WHAT IS REQUIRED: Convert the entries below, everything from the line containing "point_to SHOULD mark one point per instance of the red" down to the line containing "pixel 430 369", into a two-column CSV with the headers instruction and response, one row per entry. Enclose each field in double quotes and replace its line breaks with spaces.

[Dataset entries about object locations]

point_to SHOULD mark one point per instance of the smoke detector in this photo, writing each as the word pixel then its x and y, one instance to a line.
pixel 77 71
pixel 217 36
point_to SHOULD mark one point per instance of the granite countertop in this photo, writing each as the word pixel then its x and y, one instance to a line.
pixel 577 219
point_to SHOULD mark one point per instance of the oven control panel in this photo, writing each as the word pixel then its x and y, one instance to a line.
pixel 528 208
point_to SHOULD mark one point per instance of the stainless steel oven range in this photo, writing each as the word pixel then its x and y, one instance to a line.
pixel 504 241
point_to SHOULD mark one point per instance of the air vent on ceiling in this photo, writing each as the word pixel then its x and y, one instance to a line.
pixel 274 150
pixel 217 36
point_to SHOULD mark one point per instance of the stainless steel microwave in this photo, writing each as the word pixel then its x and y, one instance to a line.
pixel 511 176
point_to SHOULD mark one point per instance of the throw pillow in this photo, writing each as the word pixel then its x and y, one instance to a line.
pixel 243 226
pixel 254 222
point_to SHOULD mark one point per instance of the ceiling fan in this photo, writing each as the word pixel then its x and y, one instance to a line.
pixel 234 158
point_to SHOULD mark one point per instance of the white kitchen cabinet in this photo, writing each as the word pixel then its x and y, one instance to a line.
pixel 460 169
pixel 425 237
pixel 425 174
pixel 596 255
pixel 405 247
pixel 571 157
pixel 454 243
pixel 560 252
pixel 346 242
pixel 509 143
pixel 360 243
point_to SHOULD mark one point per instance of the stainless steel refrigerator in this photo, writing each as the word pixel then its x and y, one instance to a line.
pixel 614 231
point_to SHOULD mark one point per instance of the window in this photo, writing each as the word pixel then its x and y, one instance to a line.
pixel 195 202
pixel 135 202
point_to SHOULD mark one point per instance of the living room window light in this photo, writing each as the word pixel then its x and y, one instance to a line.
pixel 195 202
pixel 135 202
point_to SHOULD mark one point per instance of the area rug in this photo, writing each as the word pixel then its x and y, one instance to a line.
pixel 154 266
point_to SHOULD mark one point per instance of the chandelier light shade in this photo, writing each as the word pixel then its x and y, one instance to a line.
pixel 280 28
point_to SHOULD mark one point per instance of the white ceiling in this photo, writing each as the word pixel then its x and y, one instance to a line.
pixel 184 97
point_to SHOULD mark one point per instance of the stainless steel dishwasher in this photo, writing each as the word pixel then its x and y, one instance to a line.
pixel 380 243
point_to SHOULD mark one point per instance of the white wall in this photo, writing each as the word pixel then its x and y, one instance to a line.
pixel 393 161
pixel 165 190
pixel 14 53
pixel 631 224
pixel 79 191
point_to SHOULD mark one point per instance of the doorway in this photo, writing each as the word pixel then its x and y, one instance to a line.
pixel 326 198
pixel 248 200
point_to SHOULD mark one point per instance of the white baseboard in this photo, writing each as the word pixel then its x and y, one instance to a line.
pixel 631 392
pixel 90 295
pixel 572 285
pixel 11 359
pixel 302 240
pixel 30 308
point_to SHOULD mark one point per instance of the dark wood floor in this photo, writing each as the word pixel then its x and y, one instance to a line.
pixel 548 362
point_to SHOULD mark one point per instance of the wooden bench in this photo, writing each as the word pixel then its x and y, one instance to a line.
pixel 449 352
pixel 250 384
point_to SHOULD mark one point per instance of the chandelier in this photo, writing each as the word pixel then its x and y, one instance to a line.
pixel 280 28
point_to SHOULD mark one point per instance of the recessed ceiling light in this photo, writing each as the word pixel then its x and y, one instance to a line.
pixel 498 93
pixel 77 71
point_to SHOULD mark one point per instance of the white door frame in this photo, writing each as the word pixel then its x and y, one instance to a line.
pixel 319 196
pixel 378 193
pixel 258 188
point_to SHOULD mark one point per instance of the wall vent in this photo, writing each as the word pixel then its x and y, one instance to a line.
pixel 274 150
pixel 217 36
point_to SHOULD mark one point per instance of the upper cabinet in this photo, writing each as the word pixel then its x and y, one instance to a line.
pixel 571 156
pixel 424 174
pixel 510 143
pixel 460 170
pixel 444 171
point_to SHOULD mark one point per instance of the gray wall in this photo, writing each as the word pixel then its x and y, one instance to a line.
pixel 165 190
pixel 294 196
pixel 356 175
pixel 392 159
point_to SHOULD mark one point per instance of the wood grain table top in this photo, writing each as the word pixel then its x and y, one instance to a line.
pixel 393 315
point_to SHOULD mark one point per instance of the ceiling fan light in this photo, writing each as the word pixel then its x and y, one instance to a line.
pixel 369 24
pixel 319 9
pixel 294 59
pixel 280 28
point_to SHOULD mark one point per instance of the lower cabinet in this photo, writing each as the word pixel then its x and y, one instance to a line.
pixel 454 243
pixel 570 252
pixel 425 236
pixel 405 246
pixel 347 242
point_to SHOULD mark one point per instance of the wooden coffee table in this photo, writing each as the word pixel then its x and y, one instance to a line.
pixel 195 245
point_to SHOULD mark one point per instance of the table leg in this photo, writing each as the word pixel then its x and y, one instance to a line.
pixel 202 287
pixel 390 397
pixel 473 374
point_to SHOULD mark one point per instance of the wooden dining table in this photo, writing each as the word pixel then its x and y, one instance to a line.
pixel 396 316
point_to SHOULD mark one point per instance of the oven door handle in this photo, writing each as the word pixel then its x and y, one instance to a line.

...

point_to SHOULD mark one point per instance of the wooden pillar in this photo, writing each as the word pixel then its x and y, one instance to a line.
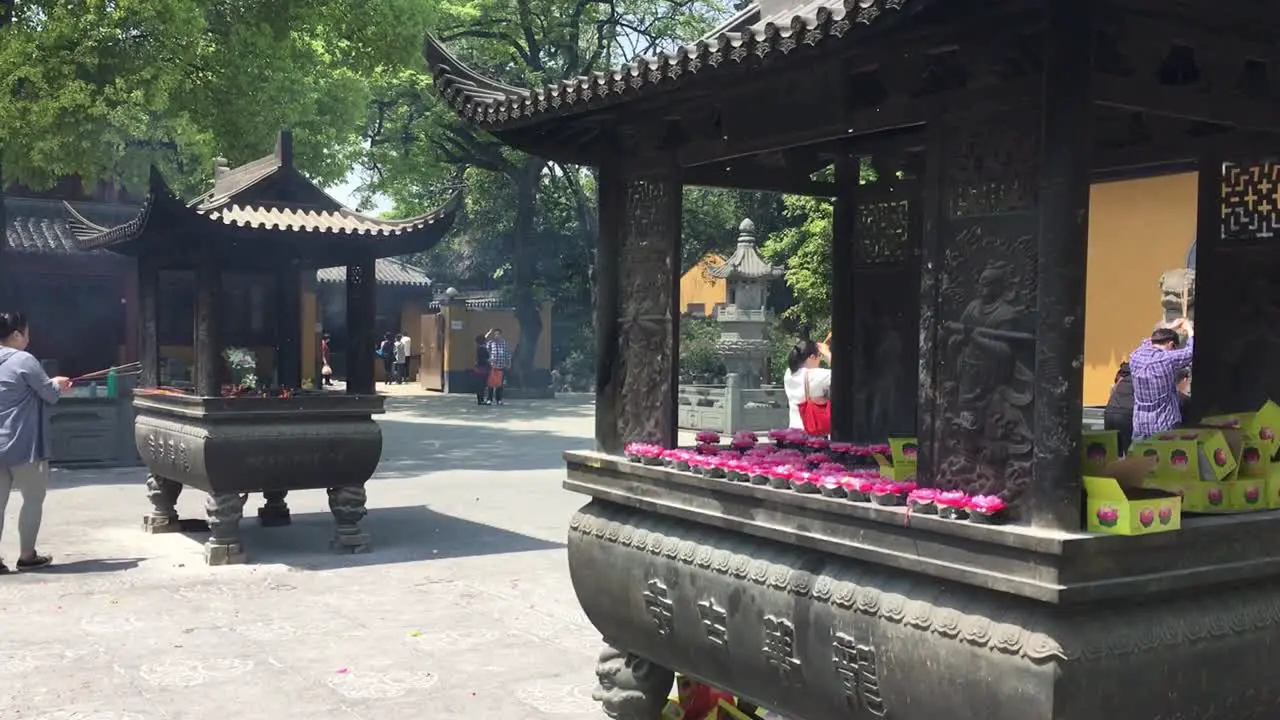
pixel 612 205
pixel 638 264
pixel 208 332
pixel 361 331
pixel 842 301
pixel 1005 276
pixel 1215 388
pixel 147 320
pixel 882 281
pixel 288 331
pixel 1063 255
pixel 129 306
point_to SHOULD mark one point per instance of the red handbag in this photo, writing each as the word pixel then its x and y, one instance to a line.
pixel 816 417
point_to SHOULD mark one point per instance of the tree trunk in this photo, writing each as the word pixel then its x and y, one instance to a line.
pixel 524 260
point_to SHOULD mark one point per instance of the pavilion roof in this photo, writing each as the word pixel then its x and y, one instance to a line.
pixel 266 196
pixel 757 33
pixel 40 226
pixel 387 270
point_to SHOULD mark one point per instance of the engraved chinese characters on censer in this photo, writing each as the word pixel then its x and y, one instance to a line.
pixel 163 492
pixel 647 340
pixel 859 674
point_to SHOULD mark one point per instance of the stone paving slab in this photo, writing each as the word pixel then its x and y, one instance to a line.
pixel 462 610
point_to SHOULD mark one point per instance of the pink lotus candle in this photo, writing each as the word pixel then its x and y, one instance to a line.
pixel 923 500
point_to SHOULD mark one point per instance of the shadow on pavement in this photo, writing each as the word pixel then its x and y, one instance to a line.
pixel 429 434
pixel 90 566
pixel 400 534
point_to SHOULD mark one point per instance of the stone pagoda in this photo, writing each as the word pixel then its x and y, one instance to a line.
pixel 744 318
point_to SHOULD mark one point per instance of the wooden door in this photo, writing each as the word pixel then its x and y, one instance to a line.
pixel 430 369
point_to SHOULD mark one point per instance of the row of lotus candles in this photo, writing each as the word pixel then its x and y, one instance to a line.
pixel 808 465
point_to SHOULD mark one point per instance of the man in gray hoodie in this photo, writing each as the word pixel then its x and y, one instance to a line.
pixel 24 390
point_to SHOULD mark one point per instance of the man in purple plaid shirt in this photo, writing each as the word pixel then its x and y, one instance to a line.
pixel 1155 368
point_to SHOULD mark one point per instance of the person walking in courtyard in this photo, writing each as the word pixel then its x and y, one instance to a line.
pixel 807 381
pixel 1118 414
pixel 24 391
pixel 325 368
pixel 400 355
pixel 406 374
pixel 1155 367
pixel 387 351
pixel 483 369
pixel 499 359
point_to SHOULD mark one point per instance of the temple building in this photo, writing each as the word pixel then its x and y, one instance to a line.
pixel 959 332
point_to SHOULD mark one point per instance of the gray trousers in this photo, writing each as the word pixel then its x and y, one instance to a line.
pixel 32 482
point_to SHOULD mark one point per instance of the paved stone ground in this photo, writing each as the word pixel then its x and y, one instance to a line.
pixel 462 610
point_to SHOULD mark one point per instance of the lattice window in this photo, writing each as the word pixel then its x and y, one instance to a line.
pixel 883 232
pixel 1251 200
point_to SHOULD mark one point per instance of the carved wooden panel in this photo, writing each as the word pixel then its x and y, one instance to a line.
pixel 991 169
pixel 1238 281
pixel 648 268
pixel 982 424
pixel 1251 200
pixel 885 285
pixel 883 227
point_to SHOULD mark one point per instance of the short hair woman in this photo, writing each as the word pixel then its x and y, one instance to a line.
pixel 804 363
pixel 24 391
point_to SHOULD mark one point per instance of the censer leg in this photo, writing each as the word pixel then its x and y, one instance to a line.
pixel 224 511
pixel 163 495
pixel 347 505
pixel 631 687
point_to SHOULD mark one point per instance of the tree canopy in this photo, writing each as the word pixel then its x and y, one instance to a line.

WRITTEN RESPONSE:
instruction,response
"point_to SHOULD mark one point per instance of the red handbag in this photo, writing each as the word pixel then its x and y, one instance to a line.","pixel 816 417"
"point_to SHOULD mark one point per instance of the tree trunk in this photo, writing each as the word pixel then its x and y, one instance to a line.","pixel 524 260"
"point_to SHOULD mark one point per instance of the pavilion roof in this photo, writing each as the word pixel then its x and y, one instance to a line.","pixel 266 196 pixel 757 33 pixel 40 226 pixel 387 270"
"point_to SHOULD mark one point per instance of the engraved chinese characters on censer in this photo, writing each as the word pixel then its x and y, one instance to a line.","pixel 163 492 pixel 647 340 pixel 859 674"
"point_to SHOULD mark one point per instance of the stone paving slab in this photo, writing each as the word pixel then its x and y, one instance to a line.","pixel 462 610"
"point_to SHOULD mark one point per instance of the pink lotus candle in this photo, writing each as the word pixel then its x and y, one instance to a line.","pixel 923 500"
"point_to SHOULD mark one point per instance of the shadow on pavement in this photo, writing each as the word pixel then its x and y, one instance to a line.","pixel 429 434 pixel 90 566 pixel 400 534"
"point_to SHOULD mark one point per instance of the stone pagoda in this photo, writing each as the word pixel then its x and y, one instance to a line.","pixel 744 318"
"point_to SHOULD mark one point per instance of the wooden door in this photo, writing each as the word pixel then its x and y, one instance to a line.","pixel 430 369"